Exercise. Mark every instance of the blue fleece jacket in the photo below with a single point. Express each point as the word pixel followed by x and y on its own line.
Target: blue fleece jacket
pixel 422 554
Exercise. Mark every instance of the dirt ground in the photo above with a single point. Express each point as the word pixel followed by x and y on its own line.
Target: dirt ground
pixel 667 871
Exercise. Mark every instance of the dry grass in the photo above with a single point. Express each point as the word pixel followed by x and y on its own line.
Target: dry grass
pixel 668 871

==

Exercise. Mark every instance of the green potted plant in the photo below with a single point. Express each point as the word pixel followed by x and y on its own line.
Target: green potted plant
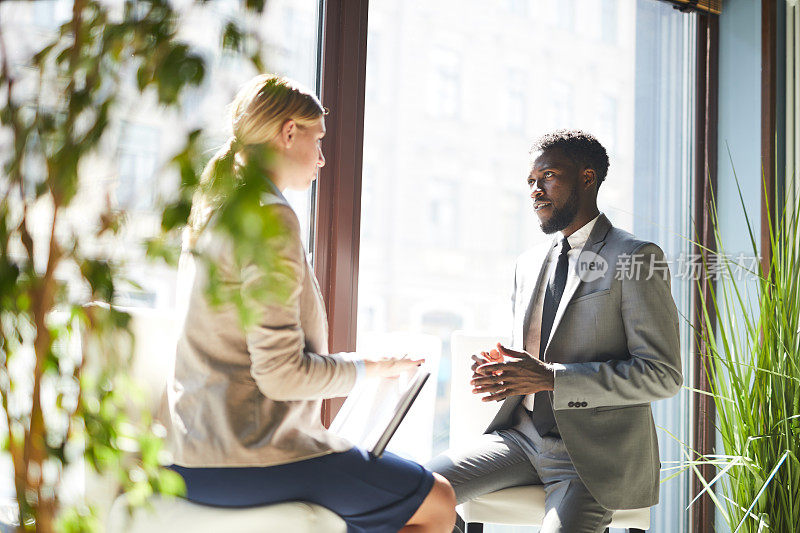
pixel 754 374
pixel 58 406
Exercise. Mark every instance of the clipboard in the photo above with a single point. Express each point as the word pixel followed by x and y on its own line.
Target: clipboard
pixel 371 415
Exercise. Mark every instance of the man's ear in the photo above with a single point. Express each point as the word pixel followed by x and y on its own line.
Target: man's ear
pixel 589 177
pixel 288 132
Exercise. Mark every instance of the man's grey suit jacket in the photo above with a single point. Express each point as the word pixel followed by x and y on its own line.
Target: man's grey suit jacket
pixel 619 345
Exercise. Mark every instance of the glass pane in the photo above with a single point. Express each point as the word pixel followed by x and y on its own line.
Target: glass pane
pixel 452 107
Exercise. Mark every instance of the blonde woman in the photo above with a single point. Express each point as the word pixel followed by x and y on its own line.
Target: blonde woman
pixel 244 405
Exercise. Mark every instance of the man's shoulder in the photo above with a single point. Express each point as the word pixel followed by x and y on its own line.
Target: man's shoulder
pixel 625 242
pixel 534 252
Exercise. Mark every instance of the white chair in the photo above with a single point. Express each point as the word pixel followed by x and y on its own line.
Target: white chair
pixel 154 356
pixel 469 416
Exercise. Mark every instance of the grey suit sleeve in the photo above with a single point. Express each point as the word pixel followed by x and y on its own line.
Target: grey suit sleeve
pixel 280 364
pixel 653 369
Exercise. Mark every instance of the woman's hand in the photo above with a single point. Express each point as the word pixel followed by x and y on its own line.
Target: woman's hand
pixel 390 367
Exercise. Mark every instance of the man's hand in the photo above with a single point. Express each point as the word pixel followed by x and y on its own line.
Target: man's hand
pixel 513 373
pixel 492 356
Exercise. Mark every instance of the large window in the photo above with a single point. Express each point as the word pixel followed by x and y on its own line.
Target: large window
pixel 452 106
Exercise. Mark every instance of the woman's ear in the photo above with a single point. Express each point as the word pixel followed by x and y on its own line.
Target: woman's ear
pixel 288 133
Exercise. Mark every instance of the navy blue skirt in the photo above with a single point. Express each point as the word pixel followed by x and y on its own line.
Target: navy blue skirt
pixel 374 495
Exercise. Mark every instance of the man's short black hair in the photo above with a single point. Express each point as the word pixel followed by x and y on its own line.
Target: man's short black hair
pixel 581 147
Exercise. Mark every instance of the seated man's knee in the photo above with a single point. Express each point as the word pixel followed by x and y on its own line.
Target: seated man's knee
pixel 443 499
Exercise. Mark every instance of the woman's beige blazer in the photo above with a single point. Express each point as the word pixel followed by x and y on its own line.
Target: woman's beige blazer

## Task goal
Set down exactly the lines of the data above, beginning with the line that has "Exercise. Mark every instance of the blue" and ending with the line that has "Exercise. Mark every instance of the dirt", and no others.

## Output below
Exercise. Mark every instance of the blue fleece jacket in the photo below with a single point. Express each point as the word pixel followed by x and y on its own line.
Target: blue fleece jacket
pixel 422 554
Exercise. Mark every instance of the dirt ground in the photo above with a single point. Express each point as the word pixel followed by x and y on its own line.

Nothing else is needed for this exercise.